• IHRE AUFGABEN:
A – Übertragen Sie aus dem Text zur Bezeichnung der Geflügelfleischprodukte den folgenden Satz ins Englische: „Der Senat ist der Ansicht, dass die von der Klägerin gewählten Bezeichnungen für ihre in Rede stehenden Erzeugnisse bei einer Auslegung nach der Verkehrsauffassung geeignet sind, bei den in Frage kommenden Verbrauchern eine falsche Vorstellung über die tatsächlichen Verhältnisse hervorzurufen und somit gegen das Irreführungsverbot verstoßen.“
B – Nehmen Sie den Text zur Bezeichnung der Geflügelfleischprodukte an seinem Ende wieder auf und schreiben Sie ihn weiter.

• AUSGEWÄHLTER TEXT:
☆ ☆ ☆
Eine in Rechtsvorschriften festgelegte Bezeichnung im Sinne von § 4 Abs. 1 LMKV existiert für die in Rede stehenden Geflügelfleischprodukte der Klägerin ebenso wenig, wie eine nach allgemeiner Verkehrsauffassung übliche Bezeichnung im Sinne des § 4 Abs. 1 Nr. 1 LMKV (dazu unten 1.). Soweit es in den mithin zu prüfenden weiteren Bestimmungen des § 4 Abs. 1 Nr. 2 LMKV und des § 11 Abs. 1 Satz 1 und Satz 2 Nr. 1 LFGB auf eine maßgeblich nach der Verbrauchererwartung zu beurteilende Verkehrsauffassung ankommt, konnte das Verwaltungsgericht und kann der Senat eine eigene Beurteilung vornehmen, ohne zuvor ein gegebenenfalls auf einer Verbraucherumfrage beruhendes Sachverständigengutachten einholen zu müssen (2.). Der Senat ist der Ansicht, dass die von der Klägerin gewählten Bezeichnungen für ihre in Rede stehenden Erzeugnisse bei einer Auslegung nach der Verkehrsauffassung geeignet sind, bei den in Frage kommenden Verbrauchern eine falsche Vorstellung über die tatsächlichen Verhältnisse hervorzurufen und somit gegen das Irreführungsverbot verstoßen. Die im Produktionsprozess zerkleinerten und dann wieder zusammengefügten Fleischstücke dürfen nicht unter derselben Verkehrsbezeichnung wie das Rohmaterial "Hähnchenfilets" bzw. "Putenfilets" mit den verwendeten Zusätzen "Streifen, gebraten" bzw. "Brust, Natur" und ohne jeglichen Hinweis auf die produktionsbedingt erfolgende Zerkleinerung und anschließende Zusammenfügung in den Verkehr gebracht werden (3.). Eine Irreführung ist schließlich auch nicht deshalb ausgeschlossen, weil sich die Verkehrsauffassung dadurch verändert hätte, dass behördlicherseits die Verwendung der von der Klägerin gewählten Bezeichnung nicht effektiv unterbunden worden wäre (4.). Im Einzelnen:

23

1.
☆ ☆ ☆
• ANGEZEIGTE DATEN:

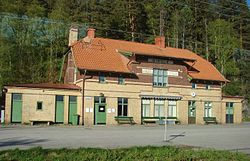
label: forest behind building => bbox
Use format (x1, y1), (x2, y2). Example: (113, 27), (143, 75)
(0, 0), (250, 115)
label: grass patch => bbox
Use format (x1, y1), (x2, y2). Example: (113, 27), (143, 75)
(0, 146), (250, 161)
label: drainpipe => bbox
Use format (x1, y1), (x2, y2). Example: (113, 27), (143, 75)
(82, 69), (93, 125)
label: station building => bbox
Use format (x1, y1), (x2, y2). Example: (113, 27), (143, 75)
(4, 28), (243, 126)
☆ ☆ ☆
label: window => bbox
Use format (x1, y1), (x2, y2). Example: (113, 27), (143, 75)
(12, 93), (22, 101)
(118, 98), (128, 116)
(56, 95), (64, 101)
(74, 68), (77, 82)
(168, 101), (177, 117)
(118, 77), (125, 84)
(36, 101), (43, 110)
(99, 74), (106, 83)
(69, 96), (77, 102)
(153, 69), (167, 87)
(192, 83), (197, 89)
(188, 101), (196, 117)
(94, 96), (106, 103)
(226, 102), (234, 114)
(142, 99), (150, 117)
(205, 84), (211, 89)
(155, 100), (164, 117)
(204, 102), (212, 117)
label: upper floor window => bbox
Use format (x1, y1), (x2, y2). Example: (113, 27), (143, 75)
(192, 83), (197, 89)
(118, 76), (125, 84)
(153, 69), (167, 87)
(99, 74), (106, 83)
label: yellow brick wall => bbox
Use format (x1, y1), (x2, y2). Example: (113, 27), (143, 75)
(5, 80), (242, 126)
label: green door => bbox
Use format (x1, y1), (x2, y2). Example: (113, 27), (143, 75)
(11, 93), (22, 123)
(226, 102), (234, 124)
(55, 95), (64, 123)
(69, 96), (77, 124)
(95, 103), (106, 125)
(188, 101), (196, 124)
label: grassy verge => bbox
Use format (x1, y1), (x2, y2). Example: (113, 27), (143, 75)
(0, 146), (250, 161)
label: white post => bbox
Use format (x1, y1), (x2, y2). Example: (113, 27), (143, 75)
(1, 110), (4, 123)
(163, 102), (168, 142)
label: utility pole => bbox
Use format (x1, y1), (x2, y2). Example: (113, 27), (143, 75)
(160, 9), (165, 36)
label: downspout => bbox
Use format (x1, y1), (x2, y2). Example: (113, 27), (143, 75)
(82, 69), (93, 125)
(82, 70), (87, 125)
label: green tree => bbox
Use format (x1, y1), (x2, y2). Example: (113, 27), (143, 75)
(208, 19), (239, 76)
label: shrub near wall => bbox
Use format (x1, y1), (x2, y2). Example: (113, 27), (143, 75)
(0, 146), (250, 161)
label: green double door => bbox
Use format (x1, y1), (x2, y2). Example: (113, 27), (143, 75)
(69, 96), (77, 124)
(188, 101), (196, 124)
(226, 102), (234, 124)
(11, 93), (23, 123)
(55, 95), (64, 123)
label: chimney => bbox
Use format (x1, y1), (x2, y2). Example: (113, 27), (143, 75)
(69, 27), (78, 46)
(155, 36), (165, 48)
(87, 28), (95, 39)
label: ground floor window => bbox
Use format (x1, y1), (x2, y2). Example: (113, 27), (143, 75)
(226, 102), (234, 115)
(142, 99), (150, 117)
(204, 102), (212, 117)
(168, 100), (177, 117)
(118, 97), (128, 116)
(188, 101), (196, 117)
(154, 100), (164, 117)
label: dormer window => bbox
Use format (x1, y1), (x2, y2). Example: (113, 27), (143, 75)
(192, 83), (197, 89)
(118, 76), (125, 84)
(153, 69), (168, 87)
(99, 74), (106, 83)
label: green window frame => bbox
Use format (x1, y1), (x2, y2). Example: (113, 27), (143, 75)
☆ ☆ ☆
• DIE ERGEBNISSE:
A – The Senate is of the view that the designations chosen by the plaintiff for the products in question, when interpreted according to prevailing commercial usage, are liable to create a false impression of the actual circumstances among the consumers concerned and thus violate the prohibition on misleading practices.

B –
Ein Verstoß gegen das Irreführungsverbot ist nicht bereits deshalb ausgeschlossen, weil für die in Rede stehenden Erzeugnisse eine in Rechtsvorschriften festgelegte Bezeichnung oder die nach allgemeiner Verkehrsauffassung übliche Bezeichnung verwendet würde.

24

a)

Eine in einer Rechtsvorschrift festgelegte Bezeichnung im Sinne von § 4 Abs. 1 LMKV existiert für die in Rede stehenden Erzeugnisse der Klägerin nicht. Festgelegt sind Bezeichnungen nur dann, wenn ihre Verwendung bindend vorgeschrieben ist. Bezeichnungen, die zwar in Rechtsvorschriften aufgeführt sind, deren Verwendung jedoch nicht verbindlich bestimmt ist, erfüllen diese Voraussetzung nicht (vgl. Zipfel/Rathke, Lebensmittelrecht, Stand: November 2009, C 110, § 4 LMKV Rdnr. 6).

25

aa)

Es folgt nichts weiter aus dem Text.